* _EXERCISE REQUIREMENTS_
Emit the entire listing verbatim.

* _AVAILABLE DATA_
◆ ◆ ◆ ◆ ◆

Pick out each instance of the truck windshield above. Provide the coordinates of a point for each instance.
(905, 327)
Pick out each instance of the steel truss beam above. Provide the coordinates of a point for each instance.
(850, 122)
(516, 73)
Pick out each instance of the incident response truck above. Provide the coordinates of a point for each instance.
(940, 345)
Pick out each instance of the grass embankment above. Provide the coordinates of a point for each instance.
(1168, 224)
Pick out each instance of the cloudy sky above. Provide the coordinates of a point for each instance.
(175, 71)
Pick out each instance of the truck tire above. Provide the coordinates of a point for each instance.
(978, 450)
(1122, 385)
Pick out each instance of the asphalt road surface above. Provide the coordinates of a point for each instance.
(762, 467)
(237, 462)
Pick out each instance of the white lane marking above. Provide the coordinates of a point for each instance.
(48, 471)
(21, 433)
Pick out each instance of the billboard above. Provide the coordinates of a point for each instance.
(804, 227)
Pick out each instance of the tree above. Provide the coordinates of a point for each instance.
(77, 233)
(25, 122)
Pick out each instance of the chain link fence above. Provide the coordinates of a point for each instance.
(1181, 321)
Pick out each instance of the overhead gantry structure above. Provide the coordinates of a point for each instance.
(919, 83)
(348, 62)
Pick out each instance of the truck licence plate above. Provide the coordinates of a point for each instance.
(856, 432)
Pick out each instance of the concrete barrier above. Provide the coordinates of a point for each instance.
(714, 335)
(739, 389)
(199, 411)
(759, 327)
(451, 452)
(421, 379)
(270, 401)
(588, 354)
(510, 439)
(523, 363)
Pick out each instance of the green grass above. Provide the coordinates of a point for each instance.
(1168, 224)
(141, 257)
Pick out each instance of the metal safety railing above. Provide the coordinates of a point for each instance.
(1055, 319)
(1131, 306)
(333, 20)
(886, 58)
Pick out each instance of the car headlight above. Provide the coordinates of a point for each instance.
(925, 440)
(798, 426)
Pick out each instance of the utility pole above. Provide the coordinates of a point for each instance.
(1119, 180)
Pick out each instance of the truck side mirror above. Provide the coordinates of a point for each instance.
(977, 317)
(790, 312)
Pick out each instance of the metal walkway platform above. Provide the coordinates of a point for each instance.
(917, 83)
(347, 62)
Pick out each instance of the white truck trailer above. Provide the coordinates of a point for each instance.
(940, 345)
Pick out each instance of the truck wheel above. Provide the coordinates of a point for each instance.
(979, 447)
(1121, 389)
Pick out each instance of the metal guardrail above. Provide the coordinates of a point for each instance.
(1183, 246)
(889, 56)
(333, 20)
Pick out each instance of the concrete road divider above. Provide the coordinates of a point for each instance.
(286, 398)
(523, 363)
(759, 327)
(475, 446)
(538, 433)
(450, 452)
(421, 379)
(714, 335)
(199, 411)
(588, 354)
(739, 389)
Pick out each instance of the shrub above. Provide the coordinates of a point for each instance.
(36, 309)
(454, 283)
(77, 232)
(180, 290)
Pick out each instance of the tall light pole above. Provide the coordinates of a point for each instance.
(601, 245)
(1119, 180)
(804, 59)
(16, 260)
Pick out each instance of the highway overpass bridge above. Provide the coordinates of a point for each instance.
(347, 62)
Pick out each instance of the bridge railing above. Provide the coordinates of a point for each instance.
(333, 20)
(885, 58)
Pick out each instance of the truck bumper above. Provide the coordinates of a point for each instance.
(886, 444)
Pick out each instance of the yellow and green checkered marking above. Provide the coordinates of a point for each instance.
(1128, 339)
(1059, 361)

◆ ◆ ◆ ◆ ◆

* _RESPONSE FOR THIS EXERCISE_
Pick out each instance of the truck windshield above. Provide the coordinates of a point for each instance.
(905, 327)
Pick out each instance of the steel truss beam above. Provide the coordinates of a point for each instance.
(850, 122)
(516, 73)
Pick out each instance of the incident response truck above. Provide the coordinates of a point for each instance.
(940, 345)
Pick out each instance of the grass embankment above. Provide the coordinates of a point for each instance.
(1168, 224)
Pick out each instance of the cloudy sky above. Provide the coordinates of a point for each instance.
(175, 71)
Pick out each instance of the truck tire above. Provide the coordinates of a point for each instance.
(978, 450)
(1122, 385)
Pick out each instance of the asphalt road surface above. Provide the coordinates of a point for each instance.
(762, 467)
(237, 462)
Pick out each instance of the white lane marking above. Provide the coordinates of a point for each instance.
(48, 471)
(21, 433)
Pick out each instance of the billboard above. Provide the coordinates of a point for each instance.
(804, 227)
Pick out each instance of the tree above. Provide the coordinates of a point for each instance.
(77, 233)
(25, 122)
Pick out each instance of the chain link fence above. Provide the coordinates of a point for each instance.
(1181, 321)
Pick out each instance of the overhead gantry structure above. Provide the coordinates of a point for each instance.
(919, 83)
(348, 62)
Pick out each instance of the truck licence plate above. Provide the coordinates of a point for each instance.
(856, 432)
Pick out each instance of the concrete barrier above. Provide the coordinates of a point for each instance.
(714, 335)
(739, 389)
(199, 411)
(759, 327)
(451, 452)
(421, 379)
(270, 401)
(588, 354)
(510, 439)
(523, 363)
Pick out each instance of the green grass above. Provide the coordinates of a point for each instance.
(1168, 224)
(141, 257)
Pick out each instance of the metal safety railing above. Provide the coordinates of a point for each instance.
(1055, 319)
(1131, 306)
(333, 20)
(886, 58)
Pick out each instance of the car headlight above. Provide the coordinates of a point for each instance.
(925, 440)
(798, 426)
Pick out each instance of the utility pole above. Provide the coordinates of a point for each instance.
(1119, 180)
Pick out each instance of the truck side mirror above. Provide the coordinates of a point for each instance.
(977, 317)
(790, 312)
Pick out each instance of the metal walkway platform above. Provide the coordinates of a point for each instance.
(917, 83)
(347, 62)
Pick out each instance of the white truck trailer above. Provide the coordinates of a point for each instance.
(940, 345)
Pick out each instance of the truck wheel above. Provide the coordinates of a point for each instance.
(979, 447)
(1121, 389)
Pick out each instance of the metal guardrail above. Provide the coordinates of a point for each instance.
(1183, 246)
(889, 56)
(333, 20)
Pick out each instance of the concrete road divider above. Provide the coordinates of a point for each instance.
(286, 398)
(523, 363)
(759, 327)
(475, 446)
(538, 433)
(450, 452)
(421, 379)
(714, 335)
(199, 411)
(588, 354)
(739, 389)
Pick out each instance of the shrub above. Provide the coordinates of a point for each instance.
(36, 309)
(454, 283)
(77, 232)
(180, 290)
Pick out each instance of the tall light pole above. Provide the coordinates of a point for each instance.
(601, 245)
(1119, 180)
(804, 59)
(16, 260)
Pick out each instance of the highway overpass bridge above. Provide the coordinates of a point for each instance.
(347, 62)
Pick out each instance of the bridge railing above. Provide the coordinates of a point for each instance.
(333, 20)
(885, 58)
Pick out each instance of the truck bumper above. Provide the coordinates of a point for each instance.
(886, 444)
Pick out each instance of the yellow and green checkered marking above. Provide the coordinates of a point for each instance.
(1128, 339)
(1059, 361)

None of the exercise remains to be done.